--- Entries ---

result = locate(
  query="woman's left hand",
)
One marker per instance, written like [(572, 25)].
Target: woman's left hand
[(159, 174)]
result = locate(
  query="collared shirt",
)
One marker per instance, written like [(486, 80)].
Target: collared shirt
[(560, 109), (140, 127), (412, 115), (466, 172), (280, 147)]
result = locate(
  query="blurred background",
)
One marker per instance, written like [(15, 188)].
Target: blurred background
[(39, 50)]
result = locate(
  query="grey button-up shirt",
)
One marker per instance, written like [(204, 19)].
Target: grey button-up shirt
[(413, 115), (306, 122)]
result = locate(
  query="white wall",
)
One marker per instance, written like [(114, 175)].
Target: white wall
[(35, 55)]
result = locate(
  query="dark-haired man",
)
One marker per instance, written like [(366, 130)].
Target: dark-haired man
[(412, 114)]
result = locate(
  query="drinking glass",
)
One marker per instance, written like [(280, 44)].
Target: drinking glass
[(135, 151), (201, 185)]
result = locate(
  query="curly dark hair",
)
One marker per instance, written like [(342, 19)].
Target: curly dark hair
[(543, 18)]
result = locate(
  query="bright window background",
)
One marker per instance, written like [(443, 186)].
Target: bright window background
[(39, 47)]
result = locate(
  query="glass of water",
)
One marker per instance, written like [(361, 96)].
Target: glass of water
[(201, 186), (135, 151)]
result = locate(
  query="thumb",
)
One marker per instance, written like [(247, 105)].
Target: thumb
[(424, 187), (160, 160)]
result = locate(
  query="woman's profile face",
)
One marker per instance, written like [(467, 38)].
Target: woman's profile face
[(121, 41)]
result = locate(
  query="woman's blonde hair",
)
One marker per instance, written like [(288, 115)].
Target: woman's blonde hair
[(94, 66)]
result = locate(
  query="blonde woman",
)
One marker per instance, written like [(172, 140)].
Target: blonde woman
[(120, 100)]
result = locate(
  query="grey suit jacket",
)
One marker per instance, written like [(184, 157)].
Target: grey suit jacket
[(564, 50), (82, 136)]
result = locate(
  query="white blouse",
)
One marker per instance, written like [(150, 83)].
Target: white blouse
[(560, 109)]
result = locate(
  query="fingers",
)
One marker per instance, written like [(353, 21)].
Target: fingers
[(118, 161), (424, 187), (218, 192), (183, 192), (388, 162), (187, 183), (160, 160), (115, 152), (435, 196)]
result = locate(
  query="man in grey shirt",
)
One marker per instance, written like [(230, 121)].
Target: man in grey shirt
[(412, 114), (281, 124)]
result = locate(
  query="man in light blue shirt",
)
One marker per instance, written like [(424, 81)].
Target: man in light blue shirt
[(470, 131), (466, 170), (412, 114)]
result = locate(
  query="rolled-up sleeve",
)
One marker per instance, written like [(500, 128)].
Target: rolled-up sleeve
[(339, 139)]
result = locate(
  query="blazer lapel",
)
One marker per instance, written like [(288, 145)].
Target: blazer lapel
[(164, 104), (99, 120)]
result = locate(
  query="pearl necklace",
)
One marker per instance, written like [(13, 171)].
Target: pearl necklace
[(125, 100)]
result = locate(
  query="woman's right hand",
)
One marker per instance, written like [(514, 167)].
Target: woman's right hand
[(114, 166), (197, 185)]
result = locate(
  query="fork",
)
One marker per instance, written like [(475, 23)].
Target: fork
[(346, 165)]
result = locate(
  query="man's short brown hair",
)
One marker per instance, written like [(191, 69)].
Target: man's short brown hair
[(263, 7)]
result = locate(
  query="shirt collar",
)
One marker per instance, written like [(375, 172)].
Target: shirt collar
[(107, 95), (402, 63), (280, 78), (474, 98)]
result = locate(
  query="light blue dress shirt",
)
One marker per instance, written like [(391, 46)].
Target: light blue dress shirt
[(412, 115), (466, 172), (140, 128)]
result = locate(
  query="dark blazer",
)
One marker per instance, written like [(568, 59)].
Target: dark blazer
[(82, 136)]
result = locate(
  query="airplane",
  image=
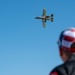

---

** Task prompt **
Locate each line in the records above that contains the string "short", and copy every such line in full.

** The answer **
  query="man's short brown hair",
Target: man's short brown hair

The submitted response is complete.